**SOURCE**
====

Fall 99 - EECS 594 (72135) Topics in Distributed Computing

Instructor: Ajay Kshemkalyani (ajayk@eecs.uic.edu)
Class meeting times: T,R 2:00-3:15pm
Room: DH 205
Office Hours: (M 2:00PM - 2:50PM; T,W 12:00PM - 12:50PM)@915 SEO
URL: http://www.eecs.uic.edu/~ajayk/ext/dc594.html

Course Description (very tentative)

  1. Reliable group communication, Managing group views
  2. I/O automata; Timed and untimed automata
  3. Distributed shared memory - models and implementations
  4. Synchronous network algorithms
  5. Asynchronous shared memory and network algorithms
  6. Atomic registers, Composite registers, Atomic objects
  7. Distributed predicates and predicate detection; Distributed debugging
  8. Checkpointing and rollback recovery
  9. Counting networks
  10. Agreement and consensus; randomized consensus; Survivable consensus objects
  11. Failure detectors
  12. Wait-free synchronization, Wait-free hierarchy
  13. Network synchronizers
  14. Other current topics

Prerequisites

Algorithm analysis and design, Operating systems, Computer networks, Permission of the instructor.

Course Requirements

In addition to the class textbooks, a collection of recent research articles will be made available. This course focuses on theoretical principles. You will not learn any programming in this course.

====

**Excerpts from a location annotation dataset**
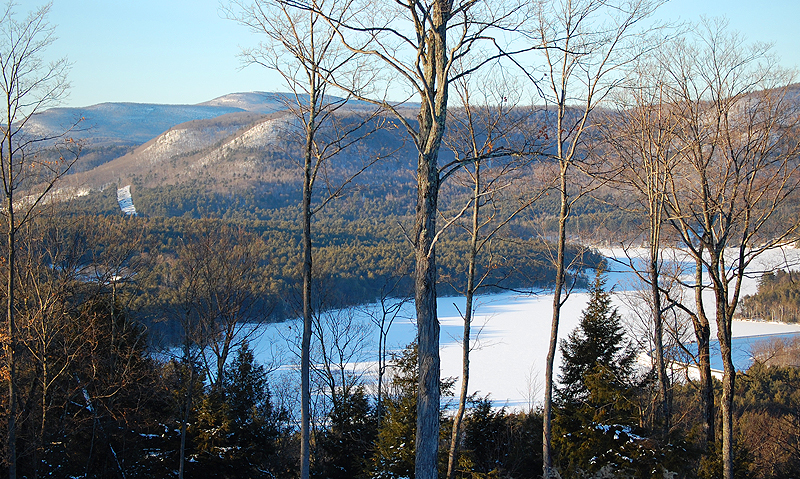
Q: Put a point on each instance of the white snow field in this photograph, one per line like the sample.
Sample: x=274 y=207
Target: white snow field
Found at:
x=511 y=334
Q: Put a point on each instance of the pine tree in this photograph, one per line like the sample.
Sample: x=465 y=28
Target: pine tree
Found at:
x=347 y=443
x=597 y=419
x=238 y=429
x=596 y=346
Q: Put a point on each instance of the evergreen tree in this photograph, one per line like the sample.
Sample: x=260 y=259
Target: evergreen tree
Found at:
x=347 y=444
x=395 y=445
x=597 y=415
x=238 y=430
x=596 y=346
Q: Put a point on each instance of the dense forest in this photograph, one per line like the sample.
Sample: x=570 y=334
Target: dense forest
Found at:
x=777 y=299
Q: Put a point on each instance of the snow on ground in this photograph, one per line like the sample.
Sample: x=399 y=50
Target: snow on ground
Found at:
x=511 y=333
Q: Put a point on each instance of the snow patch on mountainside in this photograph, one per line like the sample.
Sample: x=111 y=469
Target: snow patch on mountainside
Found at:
x=184 y=140
x=261 y=135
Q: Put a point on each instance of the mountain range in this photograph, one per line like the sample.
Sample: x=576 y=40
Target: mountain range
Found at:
x=240 y=141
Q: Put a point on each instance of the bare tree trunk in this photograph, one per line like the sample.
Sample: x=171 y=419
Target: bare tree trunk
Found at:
x=427 y=437
x=465 y=340
x=702 y=332
x=665 y=408
x=187 y=410
x=305 y=358
x=12 y=327
x=547 y=410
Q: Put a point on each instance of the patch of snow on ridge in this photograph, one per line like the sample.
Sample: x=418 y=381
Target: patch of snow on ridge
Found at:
x=178 y=141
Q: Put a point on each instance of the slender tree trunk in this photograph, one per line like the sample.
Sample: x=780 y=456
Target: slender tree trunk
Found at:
x=665 y=408
x=702 y=333
x=305 y=358
x=186 y=411
x=729 y=377
x=547 y=434
x=427 y=437
x=465 y=340
x=12 y=327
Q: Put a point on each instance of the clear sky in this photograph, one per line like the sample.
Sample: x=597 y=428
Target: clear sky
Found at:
x=185 y=51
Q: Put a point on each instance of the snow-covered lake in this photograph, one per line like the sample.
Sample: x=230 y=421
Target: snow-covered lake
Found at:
x=511 y=333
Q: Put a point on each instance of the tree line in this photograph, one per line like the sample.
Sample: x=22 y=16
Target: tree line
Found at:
x=697 y=130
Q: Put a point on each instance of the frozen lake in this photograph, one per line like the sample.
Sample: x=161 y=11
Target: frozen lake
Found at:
x=511 y=334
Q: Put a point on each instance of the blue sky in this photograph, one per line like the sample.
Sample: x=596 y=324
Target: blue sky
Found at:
x=185 y=51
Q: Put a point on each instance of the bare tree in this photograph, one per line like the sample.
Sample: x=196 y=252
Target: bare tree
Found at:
x=483 y=134
x=29 y=85
x=417 y=44
x=585 y=45
x=640 y=135
x=738 y=137
x=304 y=50
x=389 y=307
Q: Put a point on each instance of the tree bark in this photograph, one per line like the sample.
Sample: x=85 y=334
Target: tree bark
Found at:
x=547 y=410
x=455 y=437
x=305 y=355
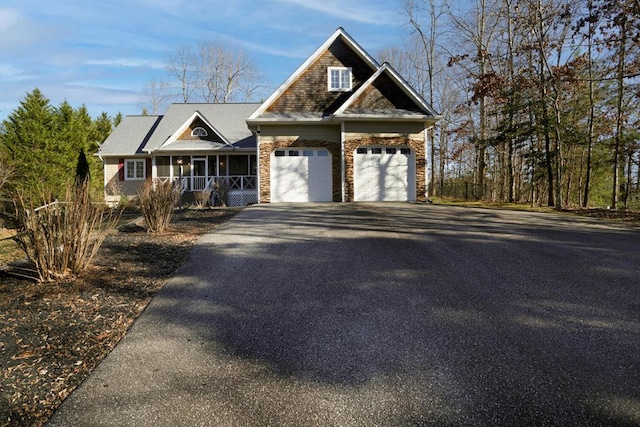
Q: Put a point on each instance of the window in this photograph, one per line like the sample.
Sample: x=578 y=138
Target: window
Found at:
x=134 y=169
x=339 y=79
x=199 y=131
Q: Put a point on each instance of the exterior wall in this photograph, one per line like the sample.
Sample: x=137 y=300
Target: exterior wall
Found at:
x=410 y=130
x=271 y=134
x=114 y=188
x=353 y=141
x=266 y=148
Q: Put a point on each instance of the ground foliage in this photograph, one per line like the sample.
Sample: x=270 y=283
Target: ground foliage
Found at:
x=52 y=335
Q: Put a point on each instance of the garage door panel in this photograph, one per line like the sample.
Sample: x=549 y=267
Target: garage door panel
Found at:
x=301 y=175
x=384 y=174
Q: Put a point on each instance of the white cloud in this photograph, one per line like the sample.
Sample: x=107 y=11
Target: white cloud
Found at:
x=352 y=11
x=12 y=73
x=127 y=63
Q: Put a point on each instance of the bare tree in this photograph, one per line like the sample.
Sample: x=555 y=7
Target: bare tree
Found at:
x=223 y=74
x=213 y=73
x=426 y=37
x=155 y=97
x=181 y=66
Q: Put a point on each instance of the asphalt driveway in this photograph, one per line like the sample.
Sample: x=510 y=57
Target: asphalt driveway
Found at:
x=384 y=314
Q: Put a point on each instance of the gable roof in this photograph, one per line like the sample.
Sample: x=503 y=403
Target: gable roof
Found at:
x=140 y=135
x=339 y=35
x=229 y=125
x=380 y=93
x=405 y=105
x=130 y=136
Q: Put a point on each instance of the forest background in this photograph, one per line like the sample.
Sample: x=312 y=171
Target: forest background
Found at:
x=539 y=102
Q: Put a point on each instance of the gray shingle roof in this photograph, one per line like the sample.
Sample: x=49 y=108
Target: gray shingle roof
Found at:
x=228 y=119
x=139 y=134
x=130 y=136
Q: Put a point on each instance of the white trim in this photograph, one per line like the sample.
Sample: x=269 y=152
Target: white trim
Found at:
x=340 y=32
x=202 y=131
x=135 y=169
x=196 y=114
x=340 y=70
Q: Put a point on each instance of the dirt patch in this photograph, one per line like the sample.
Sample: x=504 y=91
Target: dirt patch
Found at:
x=52 y=335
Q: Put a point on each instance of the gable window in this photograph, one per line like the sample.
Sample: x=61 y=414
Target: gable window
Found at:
x=339 y=79
x=134 y=169
x=199 y=131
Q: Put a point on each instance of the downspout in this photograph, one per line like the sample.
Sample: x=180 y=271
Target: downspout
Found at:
x=258 y=162
x=427 y=165
x=343 y=172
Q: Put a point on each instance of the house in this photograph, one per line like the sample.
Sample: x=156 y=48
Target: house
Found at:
x=341 y=128
x=185 y=144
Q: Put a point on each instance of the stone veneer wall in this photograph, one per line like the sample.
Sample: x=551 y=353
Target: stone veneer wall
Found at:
x=265 y=150
x=417 y=146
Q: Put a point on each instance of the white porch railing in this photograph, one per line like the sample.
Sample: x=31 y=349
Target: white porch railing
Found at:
x=242 y=190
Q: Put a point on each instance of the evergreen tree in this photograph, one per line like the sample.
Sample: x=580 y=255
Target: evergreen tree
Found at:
x=27 y=142
x=83 y=172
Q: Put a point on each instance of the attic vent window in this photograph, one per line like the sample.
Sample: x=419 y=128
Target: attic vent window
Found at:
x=199 y=131
x=339 y=79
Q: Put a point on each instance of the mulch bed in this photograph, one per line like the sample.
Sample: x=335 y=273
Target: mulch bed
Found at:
x=52 y=335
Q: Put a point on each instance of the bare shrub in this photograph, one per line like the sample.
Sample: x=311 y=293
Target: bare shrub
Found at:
x=61 y=238
x=221 y=187
x=202 y=198
x=157 y=203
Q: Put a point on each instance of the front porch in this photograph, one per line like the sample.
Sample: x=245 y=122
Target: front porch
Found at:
x=235 y=173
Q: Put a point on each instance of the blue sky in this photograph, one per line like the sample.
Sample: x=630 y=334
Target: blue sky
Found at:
x=102 y=53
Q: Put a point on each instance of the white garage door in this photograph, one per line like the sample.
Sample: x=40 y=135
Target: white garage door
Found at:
x=384 y=174
x=301 y=175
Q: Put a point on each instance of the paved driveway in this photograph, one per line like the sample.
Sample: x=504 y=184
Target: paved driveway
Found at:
x=384 y=314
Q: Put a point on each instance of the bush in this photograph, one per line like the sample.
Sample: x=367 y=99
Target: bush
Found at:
x=157 y=202
x=202 y=198
x=62 y=238
x=221 y=188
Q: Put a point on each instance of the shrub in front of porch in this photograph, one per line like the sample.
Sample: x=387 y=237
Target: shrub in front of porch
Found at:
x=157 y=202
x=61 y=238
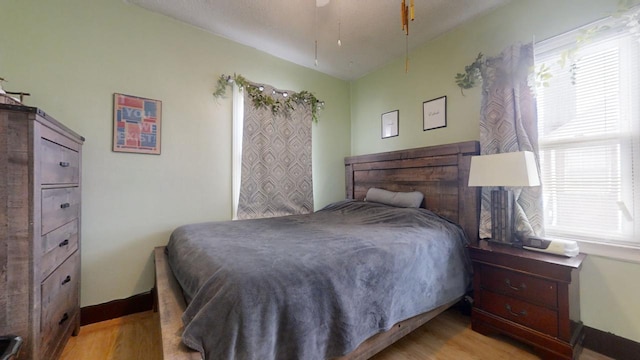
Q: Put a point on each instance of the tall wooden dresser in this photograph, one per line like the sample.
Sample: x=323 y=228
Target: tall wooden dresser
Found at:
x=40 y=163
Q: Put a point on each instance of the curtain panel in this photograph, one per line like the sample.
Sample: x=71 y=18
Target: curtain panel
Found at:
x=276 y=175
x=508 y=123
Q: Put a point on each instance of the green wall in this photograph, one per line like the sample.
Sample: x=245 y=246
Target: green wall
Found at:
x=73 y=55
x=608 y=287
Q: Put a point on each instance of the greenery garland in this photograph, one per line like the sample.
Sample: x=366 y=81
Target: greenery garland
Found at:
x=262 y=100
x=627 y=14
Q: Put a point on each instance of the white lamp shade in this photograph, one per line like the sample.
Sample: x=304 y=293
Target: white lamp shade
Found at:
x=507 y=169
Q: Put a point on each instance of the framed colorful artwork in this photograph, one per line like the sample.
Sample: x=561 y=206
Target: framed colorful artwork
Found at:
x=136 y=124
x=434 y=113
x=390 y=124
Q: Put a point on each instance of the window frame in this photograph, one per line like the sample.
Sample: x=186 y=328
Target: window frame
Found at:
x=625 y=250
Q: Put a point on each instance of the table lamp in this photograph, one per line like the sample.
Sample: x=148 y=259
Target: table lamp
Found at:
x=514 y=169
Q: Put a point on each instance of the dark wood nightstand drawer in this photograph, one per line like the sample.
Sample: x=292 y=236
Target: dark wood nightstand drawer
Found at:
x=515 y=284
x=530 y=315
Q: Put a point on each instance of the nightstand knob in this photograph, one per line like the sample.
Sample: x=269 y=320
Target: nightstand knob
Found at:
x=523 y=286
x=521 y=313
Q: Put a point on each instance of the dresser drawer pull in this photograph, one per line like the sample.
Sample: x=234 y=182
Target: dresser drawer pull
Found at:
x=65 y=317
x=521 y=313
x=66 y=280
x=523 y=286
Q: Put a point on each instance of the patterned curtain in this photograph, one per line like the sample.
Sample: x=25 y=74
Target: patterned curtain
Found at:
x=508 y=123
x=276 y=175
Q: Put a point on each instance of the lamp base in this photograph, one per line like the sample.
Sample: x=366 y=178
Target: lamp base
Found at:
x=501 y=216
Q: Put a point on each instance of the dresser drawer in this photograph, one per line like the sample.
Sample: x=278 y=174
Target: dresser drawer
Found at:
x=57 y=246
x=59 y=206
x=511 y=283
x=530 y=315
x=58 y=164
x=59 y=301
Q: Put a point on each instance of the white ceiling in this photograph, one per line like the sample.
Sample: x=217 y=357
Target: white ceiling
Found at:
x=370 y=30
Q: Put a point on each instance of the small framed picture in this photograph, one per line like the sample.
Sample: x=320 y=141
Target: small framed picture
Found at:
x=136 y=124
x=390 y=124
x=434 y=113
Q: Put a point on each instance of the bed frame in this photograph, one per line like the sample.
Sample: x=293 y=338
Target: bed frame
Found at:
x=440 y=172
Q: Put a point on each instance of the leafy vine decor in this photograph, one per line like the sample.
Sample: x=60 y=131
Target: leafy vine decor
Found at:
x=260 y=99
x=471 y=75
x=627 y=14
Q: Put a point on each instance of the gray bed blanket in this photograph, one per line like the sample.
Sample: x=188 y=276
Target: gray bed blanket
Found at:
x=313 y=286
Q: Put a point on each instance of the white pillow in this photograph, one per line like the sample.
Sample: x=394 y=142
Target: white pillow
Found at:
x=399 y=199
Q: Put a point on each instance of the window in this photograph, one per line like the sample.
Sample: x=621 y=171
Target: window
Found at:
x=588 y=123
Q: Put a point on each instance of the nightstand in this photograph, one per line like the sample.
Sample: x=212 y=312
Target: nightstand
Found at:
x=530 y=296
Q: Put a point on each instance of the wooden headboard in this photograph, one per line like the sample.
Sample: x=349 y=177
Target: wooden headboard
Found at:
x=440 y=172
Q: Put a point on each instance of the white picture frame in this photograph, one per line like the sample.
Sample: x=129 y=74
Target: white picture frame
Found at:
x=434 y=113
x=390 y=124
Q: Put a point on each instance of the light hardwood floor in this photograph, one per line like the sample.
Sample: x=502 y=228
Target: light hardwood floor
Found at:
x=448 y=336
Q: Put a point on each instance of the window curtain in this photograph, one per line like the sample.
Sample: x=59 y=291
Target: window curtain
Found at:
x=276 y=176
x=508 y=124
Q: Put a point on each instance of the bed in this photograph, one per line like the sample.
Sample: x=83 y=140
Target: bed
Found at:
x=438 y=172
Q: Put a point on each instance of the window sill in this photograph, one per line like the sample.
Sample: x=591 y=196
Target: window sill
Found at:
x=612 y=251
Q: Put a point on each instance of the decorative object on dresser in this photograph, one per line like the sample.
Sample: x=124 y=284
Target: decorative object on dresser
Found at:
x=530 y=296
x=40 y=162
x=514 y=169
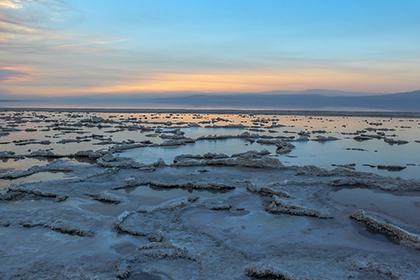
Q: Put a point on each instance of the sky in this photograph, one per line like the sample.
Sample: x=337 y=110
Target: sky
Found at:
x=85 y=47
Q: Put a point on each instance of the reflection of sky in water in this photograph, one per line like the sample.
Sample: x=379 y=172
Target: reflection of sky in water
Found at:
x=227 y=146
x=398 y=206
x=320 y=154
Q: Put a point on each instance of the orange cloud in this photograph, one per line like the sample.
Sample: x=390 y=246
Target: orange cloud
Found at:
x=238 y=82
x=10 y=4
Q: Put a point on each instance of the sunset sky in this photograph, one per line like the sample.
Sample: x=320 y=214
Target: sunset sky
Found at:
x=79 y=47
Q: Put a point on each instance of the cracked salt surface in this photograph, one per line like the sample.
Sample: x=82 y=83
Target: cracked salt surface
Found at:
x=93 y=215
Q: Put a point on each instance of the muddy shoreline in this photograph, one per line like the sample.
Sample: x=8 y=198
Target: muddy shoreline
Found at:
x=97 y=196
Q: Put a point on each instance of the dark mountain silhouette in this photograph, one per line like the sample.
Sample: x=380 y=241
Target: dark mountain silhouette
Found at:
x=316 y=99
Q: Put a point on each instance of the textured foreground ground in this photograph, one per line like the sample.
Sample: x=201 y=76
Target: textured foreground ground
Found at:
x=213 y=216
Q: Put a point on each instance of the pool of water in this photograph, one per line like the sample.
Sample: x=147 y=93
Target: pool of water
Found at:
x=401 y=207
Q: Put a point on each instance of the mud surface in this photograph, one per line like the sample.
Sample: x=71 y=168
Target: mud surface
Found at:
x=79 y=201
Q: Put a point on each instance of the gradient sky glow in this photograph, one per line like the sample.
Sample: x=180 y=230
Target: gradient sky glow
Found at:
x=77 y=47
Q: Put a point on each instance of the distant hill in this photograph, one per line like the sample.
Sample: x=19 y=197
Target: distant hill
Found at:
x=408 y=101
x=315 y=99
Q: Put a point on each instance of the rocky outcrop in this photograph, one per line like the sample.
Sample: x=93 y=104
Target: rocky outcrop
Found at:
x=279 y=206
x=387 y=228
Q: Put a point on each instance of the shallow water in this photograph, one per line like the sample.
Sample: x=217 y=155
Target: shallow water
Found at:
x=117 y=129
x=401 y=207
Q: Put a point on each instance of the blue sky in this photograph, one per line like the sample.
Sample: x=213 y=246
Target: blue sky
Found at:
x=57 y=47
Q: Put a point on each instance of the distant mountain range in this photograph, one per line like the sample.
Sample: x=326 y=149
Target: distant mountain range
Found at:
x=299 y=100
x=409 y=101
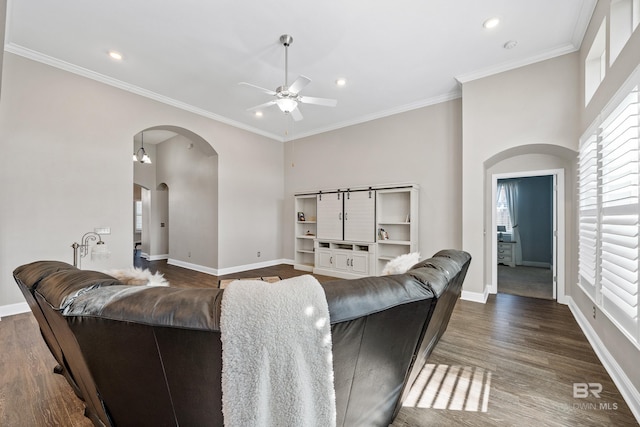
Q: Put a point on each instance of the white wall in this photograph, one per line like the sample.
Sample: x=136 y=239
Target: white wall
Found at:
x=66 y=168
x=420 y=146
x=532 y=107
x=192 y=216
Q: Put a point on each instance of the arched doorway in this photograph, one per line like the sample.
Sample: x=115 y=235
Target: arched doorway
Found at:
x=182 y=178
x=530 y=161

====

**TASKS TO PERFORM**
**a.** According to the distributed computing course page, in which room does the class meet?
**b.** Pick up the distributed computing course page after its final sentence and write a few more lines in the same plain style.
That material has no connection to the distributed computing course page.

**RESULTS IN ORDER**
**a.** DH 205

**b.**
The course format will be in two parts. For the first part, the instructor will teach some basic topics. The second part involves active student participation and is tentatively planned as follows. Students will be required to present 2 topics. Each topic will entail presenting material from multiple papers, and/or multiple chapters from the books. Students are required to lead the discussion of the topics assigned to them. Depending on the class size, the presentations of the topics/papers can be done in teams. Each student also has to critique the various papers/chapters, and participate in class discussions. Everyone is expected to submit in advance a 1-page critique/review of the topic assigned for the class, for every class in the second part of the course. For details on how to structure the critique, see below.

There will be one or more exams. In addition, a term paper will be required of each student -- original content is expected.

(Tentative) Grading: Reviews/Critiques 25%; Presentation 15%; Exam(s) 30%; Term paper 30%. Grading is relative. The full scale of grades will be used. Handwritten submissions, except for the exam(s), will likely not be accepted.

TAKE-HOME EXAM ASSIGNED ON DEC 2 at 3:30 PM. DUE BACK ON DEC 4 at 5:00 PM.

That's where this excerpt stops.